--- DOCUMENT TEXT ---

Though less theatrical, the Third Symphony works with quoted material and stylistic reference in exactly the same way, but the Second (1979) and the Fourth (1983), though referential to other styles, make different use of them. The former, entitled ‘St Florian’ and an homage to Bruckner, comprises six movements which follow the Ordinary of the Roman Catholic Mass; a chorus and soloists provide the liturgical material upon which the orchestra meditates. In the Fourth, Schnittke said that he strove ‘to find the general in the dissimilar’, and attempts to reconcile elements of znamennïy and Gregorian chant, the Lutheran chorale and Synagogue cantillation which are intoned by four vocal soloists within a dense, polyphonic orchestral texture. In this work Schnittke succeeds in absorbing his quoted material into the foundations of his own language in an unprecedented way. The culmination of this is found in the Fifth Symphony (1988), which because it is simultaneously the Fourth Concerto grosso, Schnittke could be said to be quoting a quotation. With the sixth, seventh and eighth symphonies (1992, 1993 and 1993–4 respectively) Schnittke entered into a new, sparer sound world, texturally reminiscent of later Shostakovich and late Nono. The Sixth, containing almost no writing for the full orchestra, makes conscious reference both to Bruckner in its trombone chorales and to Schnittke’s opera Historia von D. Johann Fausten (1983–94), and the Seventh, while also summoning Bruckner and Mahler, has its point of origin in a solo violin passage recalling Bach and, at times, the Berg of the Violin Concerto. With the Eighth and Ninth Schnittke brought this late, spare style to a new maturity and refinement.

--- RECORDS SUPPLIED ---

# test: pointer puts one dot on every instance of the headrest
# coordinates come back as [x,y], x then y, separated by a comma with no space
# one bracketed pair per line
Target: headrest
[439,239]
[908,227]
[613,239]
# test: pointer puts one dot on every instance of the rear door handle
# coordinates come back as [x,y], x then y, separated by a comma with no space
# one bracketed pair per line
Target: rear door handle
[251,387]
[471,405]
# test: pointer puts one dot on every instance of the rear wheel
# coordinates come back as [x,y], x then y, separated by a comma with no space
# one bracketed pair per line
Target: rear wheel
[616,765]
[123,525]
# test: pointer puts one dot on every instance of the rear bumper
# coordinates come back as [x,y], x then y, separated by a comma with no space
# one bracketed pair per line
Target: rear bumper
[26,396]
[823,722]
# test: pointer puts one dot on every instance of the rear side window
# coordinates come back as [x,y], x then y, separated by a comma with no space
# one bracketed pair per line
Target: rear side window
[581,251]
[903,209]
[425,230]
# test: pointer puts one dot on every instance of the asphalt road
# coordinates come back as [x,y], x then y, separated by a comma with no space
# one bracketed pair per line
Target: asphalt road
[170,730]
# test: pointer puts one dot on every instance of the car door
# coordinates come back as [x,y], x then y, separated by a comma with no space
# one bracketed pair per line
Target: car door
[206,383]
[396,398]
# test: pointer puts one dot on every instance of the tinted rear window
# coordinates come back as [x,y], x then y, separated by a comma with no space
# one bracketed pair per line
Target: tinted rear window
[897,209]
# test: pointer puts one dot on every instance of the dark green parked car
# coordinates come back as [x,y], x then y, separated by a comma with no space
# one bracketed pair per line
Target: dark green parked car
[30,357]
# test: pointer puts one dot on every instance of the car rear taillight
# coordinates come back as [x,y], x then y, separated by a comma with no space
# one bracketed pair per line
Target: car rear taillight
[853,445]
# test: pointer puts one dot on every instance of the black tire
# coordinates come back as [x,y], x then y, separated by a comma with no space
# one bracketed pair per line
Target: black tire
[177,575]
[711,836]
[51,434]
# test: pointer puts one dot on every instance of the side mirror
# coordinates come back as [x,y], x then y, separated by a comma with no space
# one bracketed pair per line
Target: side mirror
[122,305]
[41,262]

---

**WHAT TO PRODUCE:**
Answer these from the passage on Schnittke's symphonies:
(a) What title does the Second Symphony carry?
(b) In what year is the Fifth Symphony dated?
(c) The Seventh at times recalls the Violin Concerto of which composer?

**RESULT OF THIS TASK:**
(a) 'St Florian'
(b) 1988
(c) Berg